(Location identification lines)
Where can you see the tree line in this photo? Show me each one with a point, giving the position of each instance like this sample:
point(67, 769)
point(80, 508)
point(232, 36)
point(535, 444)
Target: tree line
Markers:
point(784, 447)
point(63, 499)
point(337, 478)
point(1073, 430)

**JOB:** Repeat the lines above word for word.

**RESPONSE TO THIS EXERCISE:**
Where can you see the tree line in this photo? Show me each one with a point, giving the position of each instance like this sample:
point(67, 769)
point(80, 508)
point(232, 36)
point(535, 444)
Target: tree line
Markers:
point(784, 447)
point(63, 499)
point(337, 478)
point(1073, 430)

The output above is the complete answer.